══ TEXTE FOURNI
Intervention de Danielle Auroi

Réunion du 7 juillet 2015 à 15h15
Commission des affaires européennes

Photo issue du site de l'Assemblée nationale ou de WikipediaDanielle Auroi, présidente :

La Commission européenne a ouvert une consultation publique relative à la législation communautaire en vigueur dans le domaine de la conservation de la nature, qui court jusqu'au 24 juillet. Il s'agit de recueillir l'avis des parties prenantes à propos du bien-fondé du contenu et de l'efficacité de la mise en oeuvre des directives « Habitats » et « Oiseaux » : ce cadre réglementaire est-il proportionné et adapté à sa finalité ? atteint-il les résultats escomptés ?

Conformément à un usage désormais bien établi, particulièrement dans le champ environnemental, la commission des Affaires européennes a décidé de participer à la consultation publique.

Adoptée en 1979 et révisée à plusieurs reprises depuis lors, la directive « Oiseaux » vise à protéger tous les oiseaux sauvages ainsi que leurs habitats les plus importants dans l'ensemble de l'Union européenne. Adoptée en 1992, la directive « Habitats » introduit des mesures similaires pour environ 230 types d'habitats rares ou menacés et 1 000 espèces d'animaux et de plantes sauvages, reconnues « d'intérêt communautaire ». Tous uniques et irremplaçables, les espèces et les sites concernés par ces deux directives méritent d'être protégés pour leur valeur intrinsèque. Mais la nature est aussi importante pour l'humanité, à travers les services écosystémiques qu'elle lui rend, à l'origine de 40 % de l'économie mondiale.
════
> [LES CONSIGNES]:
1. Recopiez mot pour mot le passage de l'intervention sur la conservation de la nature qui commence par « Photo issue du » et se poursuit jusqu'à « les résultats escomptés ? ».
2. Reprenez la rédaction de l'intervention sur la conservation de la nature juste après sa dernière phrase.
La liste ne vous sera d'aucune utilité.
══ DONNÉES EXTRAITES
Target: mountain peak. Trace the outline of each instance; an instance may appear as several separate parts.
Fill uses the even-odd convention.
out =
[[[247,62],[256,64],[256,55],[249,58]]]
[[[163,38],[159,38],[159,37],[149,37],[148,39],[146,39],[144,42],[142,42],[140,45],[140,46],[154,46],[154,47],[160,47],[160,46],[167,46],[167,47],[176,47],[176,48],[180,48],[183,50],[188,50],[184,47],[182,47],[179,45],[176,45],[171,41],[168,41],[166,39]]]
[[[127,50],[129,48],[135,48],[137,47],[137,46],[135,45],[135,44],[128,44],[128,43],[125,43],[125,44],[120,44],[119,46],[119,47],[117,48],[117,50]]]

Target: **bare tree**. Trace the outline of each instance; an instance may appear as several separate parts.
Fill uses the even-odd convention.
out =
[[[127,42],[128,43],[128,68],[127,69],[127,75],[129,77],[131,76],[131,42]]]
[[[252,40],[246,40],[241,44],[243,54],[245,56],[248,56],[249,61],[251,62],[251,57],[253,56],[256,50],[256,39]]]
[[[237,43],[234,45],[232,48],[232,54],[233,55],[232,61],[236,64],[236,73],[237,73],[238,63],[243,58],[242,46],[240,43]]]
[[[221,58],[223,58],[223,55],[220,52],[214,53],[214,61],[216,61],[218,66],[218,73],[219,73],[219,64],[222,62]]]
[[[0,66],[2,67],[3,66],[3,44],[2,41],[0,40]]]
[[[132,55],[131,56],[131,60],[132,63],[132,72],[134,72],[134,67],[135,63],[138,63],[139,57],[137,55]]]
════
> [RÉPONSES AUX CONSIGNES]:
1.
Photo issue du site de l'Assemblée nationale ou de WikipediaDanielle Auroi, présidente :

La Commission européenne a ouvert une consultation publique relative à la législation communautaire en vigueur dans le domaine de la conservation de la nature, qui court jusqu'au 24 juillet. Il s'agit de recueillir l'avis des parties prenantes à propos du bien-fondé du contenu et de l'efficacité de la mise en oeuvre des directives « Habitats » et « Oiseaux » : ce cadre réglementaire est-il proportionné et adapté à sa finalité ? atteint-il les résultats escomptés ?

2.
Ces deux directives enjoignent aux États membres de l'Union européenne d'instaurer un système de protection stricte de toutes les espèces d'oiseaux sauvages et d'autres espèces menacées et de désigner des zones spéciales de conservation (ZSC) au titre de la directive « Habitats » et des zones de protection spéciales (ZPS) au titre de la directive « Oiseaux ».

Ces deux catégories de sites constituent le réseau européen Natura 2000, qui couvre 18 % du territoire et plus de 4 % des eaux territoriales de l'Union européenne, à travers quelque 27 000 aires protégées, présentant une valeur irremplaçable pour la biodiversité. Ce système a donné naissance à un maillage d'une densité vraiment unique dans le monde.

Les sites Natura 2000 sont sélectionnés selon des critères exclusivement scientifiques. Chaque État membre décide ensuite des mesures de protection appropriées en fonction des besoins des espèces et des habitats, tout en tenant compte des exigences économiques, sociales et culturelles, ainsi que des particularités régionales et locales.

En France, un peu plus de 1 700 sites Natura 2000 terrestres ont été désignés, pour une fraction d'environ 12,6 % de la superficie nationale, ainsi qu'un peu plus de 200 sites en mer. Notre pays est sans doute l'État où le plus de personnes connaissent le réseau Natura 2000. Alors que certains acteurs s'inquiétaient des directives « Oiseaux » et « Habitats », eu égard aux risques de contraintes supplémentaires qu'elles comportaient, la démarche Natura 2000 s'avère opérationnelle, mobilisatrice et efficace.

La protection des oiseaux, singulièrement des oiseaux d'eau, a nettement progressé. Les programmes mis en oeuvre ont par exemple permis de réintroduire ou de conforter des rapaces totalement ou pratiquement disparus du ciel de France, tels le gypaète, le vautour moine, le vautour percnoptère ou encore le faucon crécerellette. Quant aux mesures agro-environnementales, qui absorbent la part principale des moyens budgétaires consacrés à la gestion des sites Natura 2000, elles ont permis de sauvegarder les habitats, même si leur efficacité pourrait encore être accrue pour restaurer aussi les habitats dégradés.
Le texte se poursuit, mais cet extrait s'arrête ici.